■ REQUIREMENT ■
Only the stretch of the listing below that runs from the line with "x=273, y=213" through the line with "x=501, y=767" is to be printed, exactly and with both ends.

■ RECORDS FOR PROCESSING ■
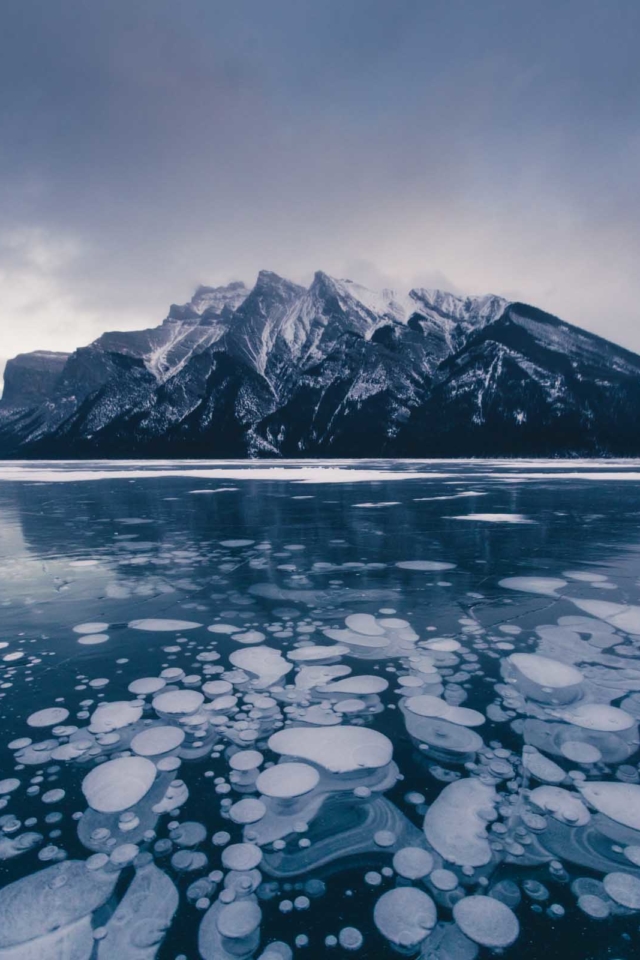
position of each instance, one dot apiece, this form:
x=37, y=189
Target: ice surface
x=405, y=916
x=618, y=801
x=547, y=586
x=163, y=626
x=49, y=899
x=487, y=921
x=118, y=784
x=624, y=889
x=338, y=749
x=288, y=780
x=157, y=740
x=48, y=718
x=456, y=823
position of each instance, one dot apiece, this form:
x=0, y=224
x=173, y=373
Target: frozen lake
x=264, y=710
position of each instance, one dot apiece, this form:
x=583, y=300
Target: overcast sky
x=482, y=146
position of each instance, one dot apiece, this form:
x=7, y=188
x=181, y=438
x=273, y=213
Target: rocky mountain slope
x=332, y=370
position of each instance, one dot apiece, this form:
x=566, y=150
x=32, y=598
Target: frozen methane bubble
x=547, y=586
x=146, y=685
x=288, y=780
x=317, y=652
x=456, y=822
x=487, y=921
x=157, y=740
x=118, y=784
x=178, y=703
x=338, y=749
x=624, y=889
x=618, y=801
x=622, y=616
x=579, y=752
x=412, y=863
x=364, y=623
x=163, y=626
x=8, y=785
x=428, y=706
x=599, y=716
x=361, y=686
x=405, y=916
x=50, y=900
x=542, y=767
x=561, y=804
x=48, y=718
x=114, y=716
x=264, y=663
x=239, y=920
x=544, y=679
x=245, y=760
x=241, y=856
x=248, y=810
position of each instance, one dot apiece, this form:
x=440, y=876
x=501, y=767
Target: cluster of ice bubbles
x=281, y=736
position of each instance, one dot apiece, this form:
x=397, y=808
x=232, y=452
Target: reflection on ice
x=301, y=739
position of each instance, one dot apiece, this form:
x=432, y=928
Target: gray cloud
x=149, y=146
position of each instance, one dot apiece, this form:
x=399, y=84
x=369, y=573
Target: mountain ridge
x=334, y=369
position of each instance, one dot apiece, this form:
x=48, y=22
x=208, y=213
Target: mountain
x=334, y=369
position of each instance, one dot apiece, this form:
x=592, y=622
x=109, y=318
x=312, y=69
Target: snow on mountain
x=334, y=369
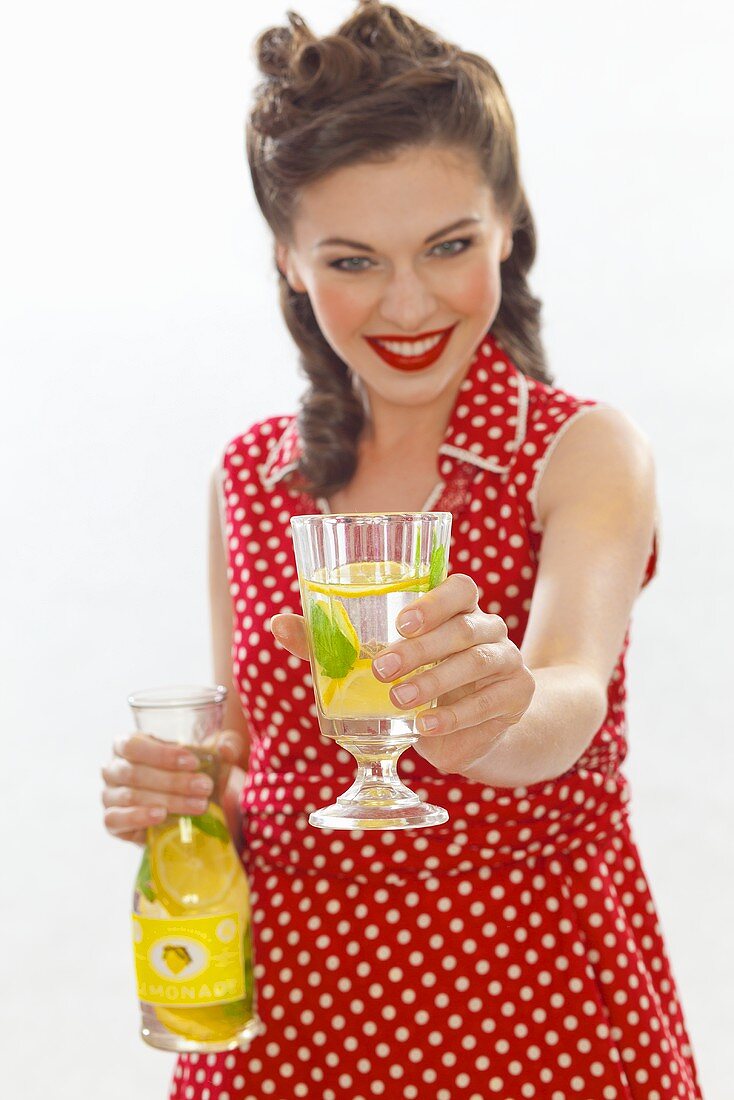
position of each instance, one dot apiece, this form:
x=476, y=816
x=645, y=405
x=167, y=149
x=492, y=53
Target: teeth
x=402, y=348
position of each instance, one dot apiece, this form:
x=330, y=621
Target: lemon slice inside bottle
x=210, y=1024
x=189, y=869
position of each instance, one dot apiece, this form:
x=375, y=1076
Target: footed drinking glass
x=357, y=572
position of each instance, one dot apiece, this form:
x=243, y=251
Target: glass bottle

--

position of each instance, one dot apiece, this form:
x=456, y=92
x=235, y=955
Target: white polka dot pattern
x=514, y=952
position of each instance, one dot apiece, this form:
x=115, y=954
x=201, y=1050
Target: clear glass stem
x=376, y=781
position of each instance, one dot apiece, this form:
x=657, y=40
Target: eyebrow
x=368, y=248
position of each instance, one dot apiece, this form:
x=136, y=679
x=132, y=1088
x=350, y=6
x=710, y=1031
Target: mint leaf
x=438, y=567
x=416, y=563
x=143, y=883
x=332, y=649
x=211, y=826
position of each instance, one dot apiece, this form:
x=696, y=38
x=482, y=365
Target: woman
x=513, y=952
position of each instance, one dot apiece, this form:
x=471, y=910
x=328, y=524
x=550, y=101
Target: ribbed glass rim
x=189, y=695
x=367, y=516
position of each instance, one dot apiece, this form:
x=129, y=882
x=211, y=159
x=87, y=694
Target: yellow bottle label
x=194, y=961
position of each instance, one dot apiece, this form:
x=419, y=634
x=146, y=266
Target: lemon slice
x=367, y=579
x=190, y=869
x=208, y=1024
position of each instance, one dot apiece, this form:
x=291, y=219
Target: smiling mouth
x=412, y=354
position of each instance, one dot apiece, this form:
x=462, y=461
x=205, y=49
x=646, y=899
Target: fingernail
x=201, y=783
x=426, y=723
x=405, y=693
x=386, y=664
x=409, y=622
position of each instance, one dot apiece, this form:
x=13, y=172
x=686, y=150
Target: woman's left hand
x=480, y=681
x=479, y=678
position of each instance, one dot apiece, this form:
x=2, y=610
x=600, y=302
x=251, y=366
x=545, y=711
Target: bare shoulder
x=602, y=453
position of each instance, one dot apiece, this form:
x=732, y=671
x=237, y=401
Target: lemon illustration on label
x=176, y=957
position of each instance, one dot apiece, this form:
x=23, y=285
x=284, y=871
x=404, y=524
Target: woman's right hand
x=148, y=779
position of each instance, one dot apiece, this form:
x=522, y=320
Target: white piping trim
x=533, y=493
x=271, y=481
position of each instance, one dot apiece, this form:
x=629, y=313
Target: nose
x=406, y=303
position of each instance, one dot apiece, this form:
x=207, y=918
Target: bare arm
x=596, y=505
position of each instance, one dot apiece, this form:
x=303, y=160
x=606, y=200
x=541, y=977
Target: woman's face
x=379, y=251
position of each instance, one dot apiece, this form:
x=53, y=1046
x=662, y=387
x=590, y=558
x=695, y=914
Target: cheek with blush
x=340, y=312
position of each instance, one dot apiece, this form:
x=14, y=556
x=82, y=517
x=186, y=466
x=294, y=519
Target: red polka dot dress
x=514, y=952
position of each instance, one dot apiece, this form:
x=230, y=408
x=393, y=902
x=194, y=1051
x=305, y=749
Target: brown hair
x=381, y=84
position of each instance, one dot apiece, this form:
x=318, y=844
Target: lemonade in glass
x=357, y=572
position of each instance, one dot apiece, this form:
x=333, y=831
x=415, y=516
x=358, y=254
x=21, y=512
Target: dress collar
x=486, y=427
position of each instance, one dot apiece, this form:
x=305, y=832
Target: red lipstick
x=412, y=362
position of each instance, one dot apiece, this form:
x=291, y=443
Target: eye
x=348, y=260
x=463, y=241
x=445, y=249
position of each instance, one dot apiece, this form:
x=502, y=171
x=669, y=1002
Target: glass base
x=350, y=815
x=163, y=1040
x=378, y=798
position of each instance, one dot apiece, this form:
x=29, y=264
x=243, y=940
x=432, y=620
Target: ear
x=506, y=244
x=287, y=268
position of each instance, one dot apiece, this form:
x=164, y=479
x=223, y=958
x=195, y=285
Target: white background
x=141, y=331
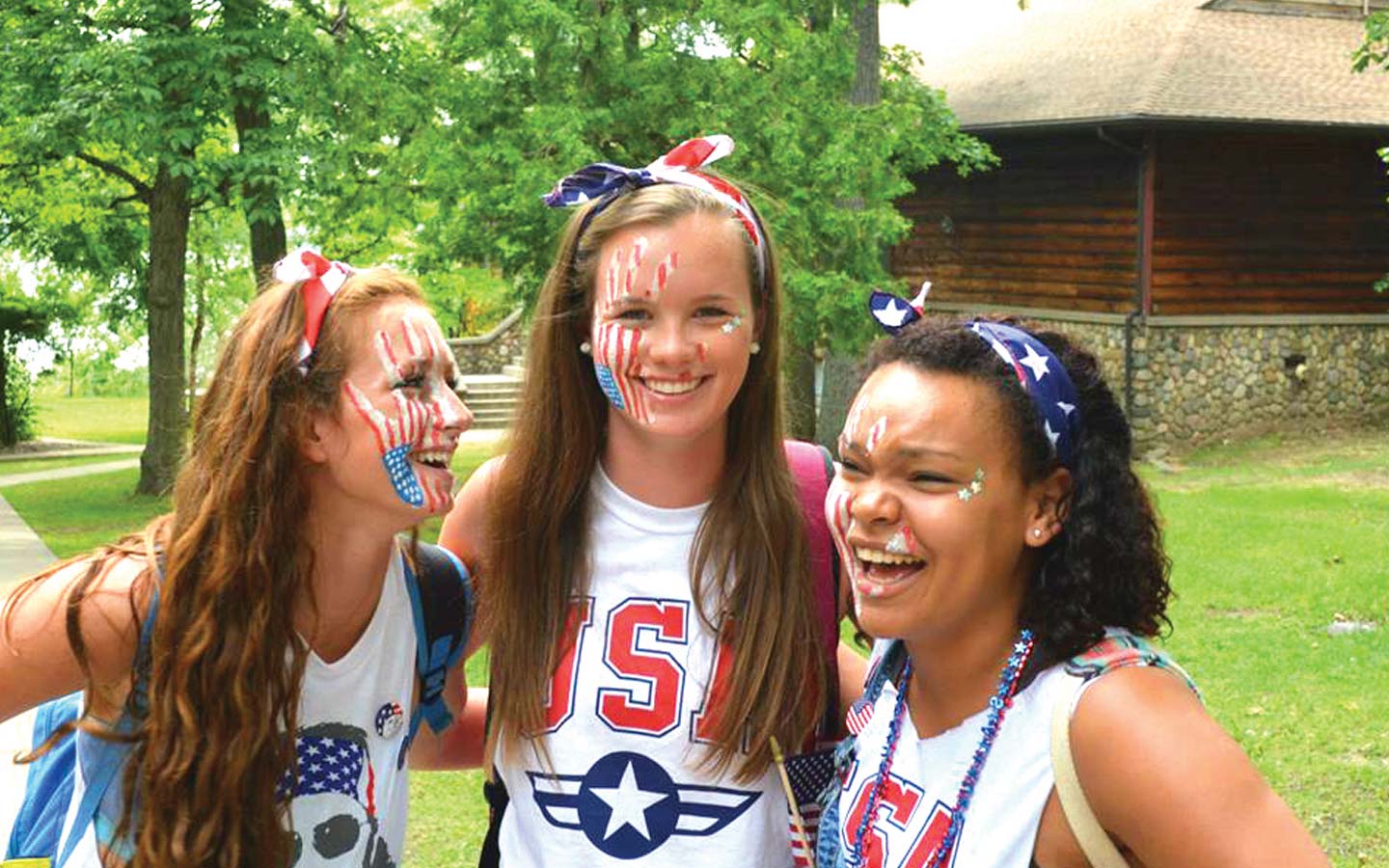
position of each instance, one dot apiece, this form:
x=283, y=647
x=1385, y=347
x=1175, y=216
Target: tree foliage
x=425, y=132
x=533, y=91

■ RESPONSE TO THIS TASK ■
x=273, y=213
Target: rocky mountain slope
x=332, y=370
position of each instance, one dot apiece, this form:
x=566, y=150
x=32, y=598
Target: frozen methane bubble
x=547, y=586
x=146, y=685
x=288, y=780
x=317, y=652
x=456, y=822
x=487, y=921
x=157, y=740
x=118, y=784
x=178, y=703
x=338, y=749
x=624, y=889
x=618, y=801
x=622, y=616
x=579, y=752
x=412, y=863
x=364, y=623
x=163, y=626
x=8, y=785
x=428, y=706
x=599, y=716
x=361, y=686
x=405, y=916
x=50, y=900
x=542, y=767
x=561, y=804
x=48, y=718
x=114, y=716
x=264, y=663
x=239, y=920
x=544, y=679
x=245, y=760
x=241, y=856
x=248, y=810
position of each instance, one dot apiece, this form:
x=440, y=876
x=501, y=767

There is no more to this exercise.